▶ [SOURCE RECORDS]
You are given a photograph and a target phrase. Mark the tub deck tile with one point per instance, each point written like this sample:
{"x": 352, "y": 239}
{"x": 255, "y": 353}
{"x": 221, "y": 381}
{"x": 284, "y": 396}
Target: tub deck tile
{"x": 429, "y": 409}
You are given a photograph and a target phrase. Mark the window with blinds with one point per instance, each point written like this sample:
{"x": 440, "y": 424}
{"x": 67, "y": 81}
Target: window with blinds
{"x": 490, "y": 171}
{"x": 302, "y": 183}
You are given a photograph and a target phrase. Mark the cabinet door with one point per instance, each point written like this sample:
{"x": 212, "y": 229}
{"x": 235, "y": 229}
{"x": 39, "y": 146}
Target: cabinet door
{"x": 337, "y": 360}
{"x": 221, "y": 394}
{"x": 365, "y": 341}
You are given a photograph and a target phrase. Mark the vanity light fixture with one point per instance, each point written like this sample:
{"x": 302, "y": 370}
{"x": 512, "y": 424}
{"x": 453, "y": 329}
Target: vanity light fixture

▶ [DO THIS] Copy out every one of the entries above, putting "search phrase" wherever "target phrase" appears and changing nothing else.

▶ [FINISHED TASK]
You are given a photograph and a search phrase. Mark the tub deck tile with one point per instance, each point written like this sample:
{"x": 352, "y": 239}
{"x": 255, "y": 353}
{"x": 221, "y": 381}
{"x": 284, "y": 396}
Target: tub deck tile
{"x": 429, "y": 409}
You are given a photograph and a search phrase. Mark the window with blinds with one point per instance, each point written like this sample:
{"x": 440, "y": 424}
{"x": 67, "y": 81}
Target: window with blinds
{"x": 490, "y": 171}
{"x": 302, "y": 183}
You are given a photograph and a search phrase. Mark the cabinet door with one point per instance, each point written like this sample:
{"x": 212, "y": 229}
{"x": 235, "y": 229}
{"x": 39, "y": 146}
Target: cabinet door
{"x": 337, "y": 360}
{"x": 221, "y": 394}
{"x": 365, "y": 341}
You are given a photograph and a search phrase. Mark the vanity light fixture with one point per instance, each point written like this sample:
{"x": 302, "y": 370}
{"x": 512, "y": 424}
{"x": 453, "y": 329}
Target: vanity light fixture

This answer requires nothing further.